Records from a data source
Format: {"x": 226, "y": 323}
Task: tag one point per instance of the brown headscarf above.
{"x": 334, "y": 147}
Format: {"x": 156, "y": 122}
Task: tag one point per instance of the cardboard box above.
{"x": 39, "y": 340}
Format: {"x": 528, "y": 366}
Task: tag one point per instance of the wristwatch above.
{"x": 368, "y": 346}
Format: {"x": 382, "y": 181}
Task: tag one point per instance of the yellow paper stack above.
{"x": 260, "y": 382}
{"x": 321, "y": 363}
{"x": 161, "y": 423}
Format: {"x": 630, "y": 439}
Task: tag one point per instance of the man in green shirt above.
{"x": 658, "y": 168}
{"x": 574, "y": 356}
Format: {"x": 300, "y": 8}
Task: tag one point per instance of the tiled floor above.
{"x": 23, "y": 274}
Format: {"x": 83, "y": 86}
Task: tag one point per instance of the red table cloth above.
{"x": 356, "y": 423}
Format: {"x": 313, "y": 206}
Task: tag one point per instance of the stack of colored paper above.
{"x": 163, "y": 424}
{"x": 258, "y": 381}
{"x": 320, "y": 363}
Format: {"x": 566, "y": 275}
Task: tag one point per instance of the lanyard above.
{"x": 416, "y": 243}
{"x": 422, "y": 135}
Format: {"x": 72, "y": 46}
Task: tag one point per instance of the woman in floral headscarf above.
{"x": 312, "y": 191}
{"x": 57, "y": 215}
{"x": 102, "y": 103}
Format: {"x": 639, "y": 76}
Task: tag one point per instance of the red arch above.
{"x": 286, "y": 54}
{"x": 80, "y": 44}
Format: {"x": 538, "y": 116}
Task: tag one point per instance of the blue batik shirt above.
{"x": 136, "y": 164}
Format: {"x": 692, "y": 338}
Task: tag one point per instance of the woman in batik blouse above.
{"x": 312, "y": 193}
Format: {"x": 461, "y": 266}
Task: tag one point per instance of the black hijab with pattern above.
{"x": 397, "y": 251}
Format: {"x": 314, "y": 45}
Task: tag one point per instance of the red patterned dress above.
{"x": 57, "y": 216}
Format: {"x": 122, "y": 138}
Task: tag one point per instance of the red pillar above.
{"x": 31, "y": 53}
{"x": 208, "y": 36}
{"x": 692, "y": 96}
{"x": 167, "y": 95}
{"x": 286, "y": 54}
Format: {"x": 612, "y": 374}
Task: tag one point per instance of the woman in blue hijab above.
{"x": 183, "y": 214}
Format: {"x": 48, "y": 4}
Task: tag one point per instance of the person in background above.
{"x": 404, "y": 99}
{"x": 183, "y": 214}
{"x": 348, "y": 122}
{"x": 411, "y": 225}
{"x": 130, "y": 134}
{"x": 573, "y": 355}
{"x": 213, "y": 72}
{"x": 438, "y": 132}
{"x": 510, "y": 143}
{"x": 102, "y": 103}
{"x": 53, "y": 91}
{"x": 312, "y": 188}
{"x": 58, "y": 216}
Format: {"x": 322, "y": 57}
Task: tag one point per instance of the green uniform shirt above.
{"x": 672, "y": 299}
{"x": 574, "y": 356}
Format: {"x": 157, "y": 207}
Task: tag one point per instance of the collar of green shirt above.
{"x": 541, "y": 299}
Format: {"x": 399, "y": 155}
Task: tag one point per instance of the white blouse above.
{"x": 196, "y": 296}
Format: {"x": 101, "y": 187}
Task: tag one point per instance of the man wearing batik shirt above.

> **Exercise goal**:
Reproduce the data exactly, altering nothing.

> **Solution to the problem**:
Format: {"x": 226, "y": 323}
Task: tag one point per instance of the brown headscarf above.
{"x": 334, "y": 147}
Format: {"x": 156, "y": 122}
Task: tag one point per instance of the cardboard box above.
{"x": 39, "y": 340}
Format: {"x": 528, "y": 366}
Task: tag one point per instance of the wristwatch above.
{"x": 368, "y": 346}
Format: {"x": 382, "y": 181}
Task: tag one point per instance of the yellow paper stack above.
{"x": 260, "y": 382}
{"x": 321, "y": 363}
{"x": 161, "y": 423}
Format: {"x": 630, "y": 439}
Task: tag one point per instance of the man in green shirt above.
{"x": 658, "y": 168}
{"x": 574, "y": 356}
Format: {"x": 300, "y": 8}
Task: tag one point per instance of the tiled floor above.
{"x": 23, "y": 274}
Format: {"x": 83, "y": 86}
Task: tag one point per instance of the red table cloth above.
{"x": 356, "y": 423}
Format: {"x": 313, "y": 206}
Task: tag one point per instance of the stack of colored paper above.
{"x": 163, "y": 424}
{"x": 258, "y": 381}
{"x": 320, "y": 363}
Format: {"x": 566, "y": 275}
Task: tag one point per instance of the lanyard above.
{"x": 416, "y": 243}
{"x": 422, "y": 135}
Format: {"x": 72, "y": 46}
Task: tag one point per instance of the woman in floral headscarf above.
{"x": 312, "y": 191}
{"x": 57, "y": 215}
{"x": 102, "y": 103}
Format: {"x": 639, "y": 76}
Task: tag one point per instance of the red arch above.
{"x": 286, "y": 54}
{"x": 80, "y": 44}
Format: {"x": 538, "y": 116}
Task: tag one point per instance of the blue batik shirt above.
{"x": 136, "y": 164}
Format: {"x": 692, "y": 338}
Task: tag one point per instance of the woman in batik blouse above.
{"x": 312, "y": 193}
Format: {"x": 461, "y": 266}
Task: tag one point per instance of the black hijab with pattern above.
{"x": 397, "y": 251}
Format: {"x": 314, "y": 45}
Task: tag one point per instance of the red patterned dress above.
{"x": 57, "y": 216}
Format: {"x": 122, "y": 138}
Task: tag one point per instance of the red pillar above.
{"x": 31, "y": 53}
{"x": 208, "y": 36}
{"x": 692, "y": 96}
{"x": 167, "y": 95}
{"x": 286, "y": 54}
Format: {"x": 612, "y": 374}
Task: tag one point per instance of the woman in blue hijab above.
{"x": 183, "y": 214}
Format: {"x": 48, "y": 4}
Task: tag one point per instance of the person in background above.
{"x": 404, "y": 99}
{"x": 183, "y": 214}
{"x": 348, "y": 122}
{"x": 411, "y": 225}
{"x": 130, "y": 134}
{"x": 573, "y": 355}
{"x": 213, "y": 72}
{"x": 438, "y": 132}
{"x": 510, "y": 143}
{"x": 102, "y": 103}
{"x": 53, "y": 91}
{"x": 312, "y": 188}
{"x": 58, "y": 216}
Format: {"x": 322, "y": 57}
Task: tag one point per instance of the green uniform shirt above.
{"x": 672, "y": 299}
{"x": 574, "y": 356}
Format: {"x": 157, "y": 207}
Task: tag one point per instance of the collar of green shirt above.
{"x": 541, "y": 299}
Format: {"x": 399, "y": 155}
Task: tag one point per instance of the white blouse above.
{"x": 196, "y": 296}
Format: {"x": 101, "y": 187}
Task: tag one point per instance of the man wearing batik shirt above.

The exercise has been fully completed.